Charmuseum can be configured with persistence storage and ingress to be reachable from the internet. If you want a private helm repository it is best to secure the ingress with basic HTTP access authentication or used it on a private LAN.

How to use

For this tutorial I am installing the chartmuseum on my local k8s cluster and forwarding the port manually to use the repo:

$ kubectl port-forward chartmuseum-chartmuseum-7bf84f4d57-hmbts 8080:8080

Forwarding from 127.0.0.1:8080 -> 8080
Forwarding from [::1]:8080 -> 8080

Handling connection for 8080

We can now add the repo to helm with:

$ helm repo add demo http://localhost:8080

"demo" has been added to your repositories

To list the repositories we run:

$ helm repo list
NAME    	URL
demo    	http://localhost:8080

Now let's upload our chart to the repo with:

$ curl --data-binary "@mychart-0.1.0.tgz" http://localhost:8080/api/charts

{"saved":true}

We need to update the repo with:

$ helm repo update

Hang tight while we grab the latest from your chart repositories...

*Entries provided*.
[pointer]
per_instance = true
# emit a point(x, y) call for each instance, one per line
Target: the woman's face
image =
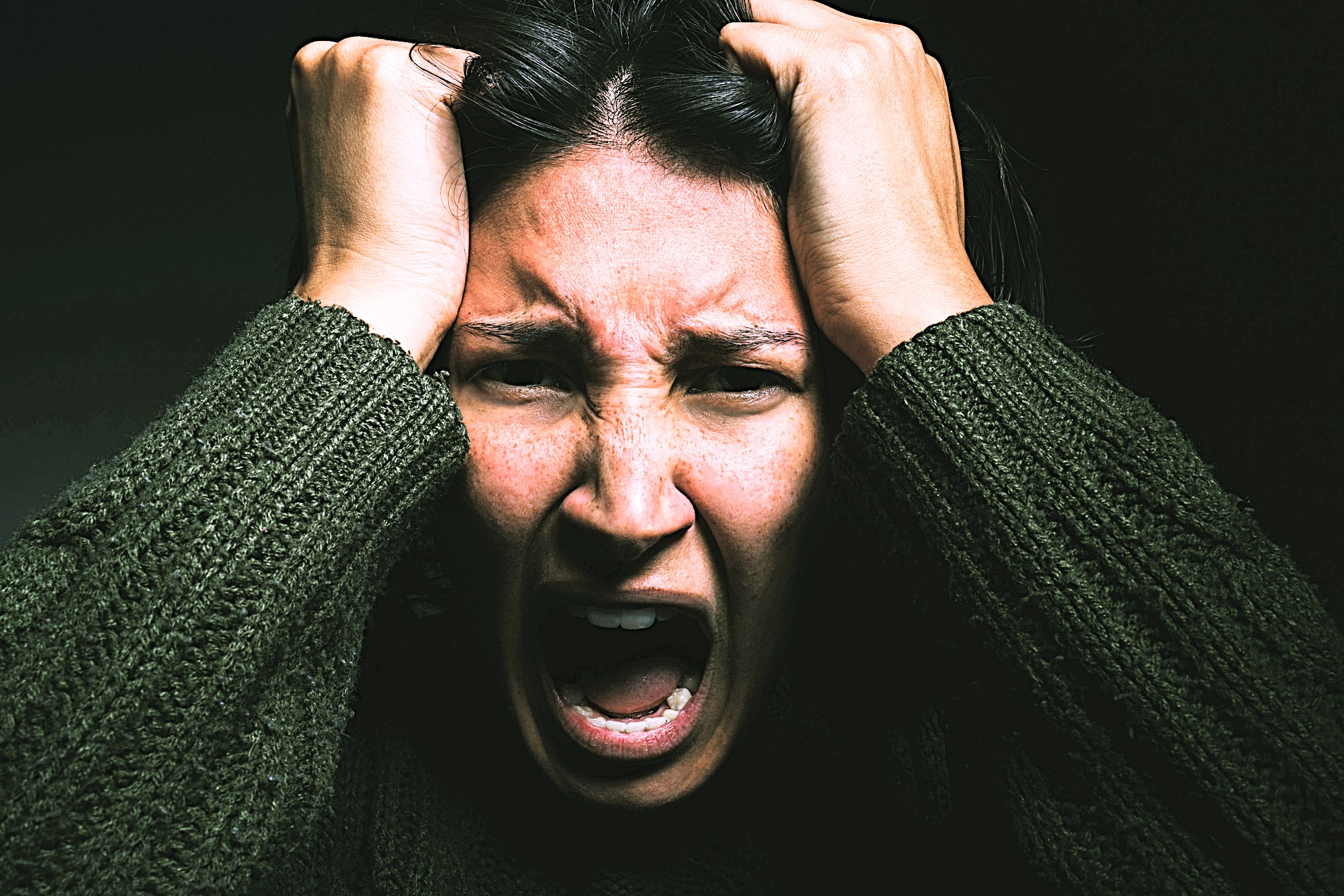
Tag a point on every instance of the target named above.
point(635, 363)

*Given task 1*.
Answer these questions from the Helm chart repository tutorial:
(a) Which local port is forwarded to port 8080 in the kubectl command?
(b) Under what name is the repository added to helm?
(c) What response is returned after the chart is uploaded with curl?
*Given task 2*. In the Helm chart repository tutorial, turn the paragraph beginning "Charmuseum can be configured" into a short bulleted list that keeps its main facts.

*Expected output 1*.
(a) Port 8080 (on 127.0.0.1 and [::1]).
(b) demo
(c) {"saved":true}

*Expected output 2*.
- It can be configured with persistent storage and ingress so that it is reachable from the internet.
- For a private helm repository, secure the ingress with basic HTTP access authentication or use it on a private LAN.